── Document passage ──
SOFA Celebrates 100,000th Download!

Sunday, July 1st, 2012

SOFA Statistics had its 100,000th download today, which is a doubling in just over a year. And more features and user experience refinements are in the pipeline. So please spread the word. There is no advertising budget so we need you to blog, tweet, like, +1 etc. Thanks!

100,000 Download Milestone

1.1.6 adds percentage charts and more

Friday, June 22nd, 2012

More steady improvements to SOFA:

  • Added ability to chart percentages as well as frequencies.
    Percentage charts

  • Chart series now all have consistent y-axes (trellis style).
    Same scale

And there have been some bug fixes:

  • Fixed ODS import bugs when encountering fields formatted as fractions, boolean, percentage etc.
  • Fixed bug stopping linked images external to the html e.g. generated by matplotlib, from displaying in the internal GUI if the report path was different from the default report path.
  • Fixed bug when running scatterplots and histograms with chart by (because of use of dd object which cannot be used headless).
  • Fixed bug in charts dialog where second variable drop down would sometimes be overly restrictive when doing a chart of average values.
  • Fixed bug where old pycs can interfere with Windows upgrades.

Enjoy!

More chart improvements in 1.1.5

Sunday, May 27th, 2012

Charts now have the option of rotated (vertical) x-axis labels. This can be useful for longer labels.
───
── Data listing ──
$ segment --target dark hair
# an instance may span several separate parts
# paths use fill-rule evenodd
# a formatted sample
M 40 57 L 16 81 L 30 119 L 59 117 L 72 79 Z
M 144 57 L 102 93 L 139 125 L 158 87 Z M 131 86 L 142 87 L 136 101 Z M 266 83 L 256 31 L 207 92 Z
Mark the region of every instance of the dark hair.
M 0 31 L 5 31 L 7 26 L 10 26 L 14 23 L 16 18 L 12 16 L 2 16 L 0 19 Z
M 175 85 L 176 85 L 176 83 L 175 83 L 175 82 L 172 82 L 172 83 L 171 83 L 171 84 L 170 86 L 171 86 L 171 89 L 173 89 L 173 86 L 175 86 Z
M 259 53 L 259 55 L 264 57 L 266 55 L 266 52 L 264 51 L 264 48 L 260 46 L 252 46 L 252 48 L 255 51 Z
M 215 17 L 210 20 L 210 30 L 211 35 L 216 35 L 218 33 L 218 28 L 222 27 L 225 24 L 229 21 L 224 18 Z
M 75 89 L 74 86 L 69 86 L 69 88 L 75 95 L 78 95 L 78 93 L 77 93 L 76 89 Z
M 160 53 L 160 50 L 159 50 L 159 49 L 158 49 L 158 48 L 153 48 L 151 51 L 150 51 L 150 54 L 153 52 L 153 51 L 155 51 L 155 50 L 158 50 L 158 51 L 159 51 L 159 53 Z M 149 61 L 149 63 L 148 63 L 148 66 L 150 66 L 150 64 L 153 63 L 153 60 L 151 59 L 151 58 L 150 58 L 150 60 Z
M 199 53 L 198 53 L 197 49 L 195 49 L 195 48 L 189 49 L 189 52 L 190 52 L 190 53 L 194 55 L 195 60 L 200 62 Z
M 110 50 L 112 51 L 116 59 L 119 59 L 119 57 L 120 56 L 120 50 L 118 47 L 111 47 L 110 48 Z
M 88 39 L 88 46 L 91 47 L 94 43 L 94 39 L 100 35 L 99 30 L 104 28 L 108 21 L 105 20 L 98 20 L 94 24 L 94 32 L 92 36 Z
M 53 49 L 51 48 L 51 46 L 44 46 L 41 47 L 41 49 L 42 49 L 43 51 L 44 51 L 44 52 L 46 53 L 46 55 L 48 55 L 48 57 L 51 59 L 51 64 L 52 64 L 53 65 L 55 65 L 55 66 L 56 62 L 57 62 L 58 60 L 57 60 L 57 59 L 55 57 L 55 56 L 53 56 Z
───
- **Exercise objective**
Transcribe the stretch of the SOFA Statistics news posts from "More steady improvements" through "of average values.", word for word. These entries were taken from a separate source unrelated to the SOFA Statistics news posts.

- **Task result**
More steady improvements to SOFA:

  • Added ability to chart percentages as well as frequencies.
    Percentage charts

  • Chart series now all have consistent y-axes (trellis style).
    Same scale

And there have been some bug fixes:

  • Fixed ODS import bugs when encountering fields formatted as fractions, boolean, percentage etc.
  • Fixed bug stopping linked images external to the html e.g. generated by matplotlib, from displaying in the internal GUI if the report path was different from the default report path.
  • Fixed bug when running scatterplots and histograms with chart by (because of use of dd object which cannot be used headless).
  • Fixed bug in charts dialog where second variable drop down would sometimes be overly restrictive when doing a chart of average values.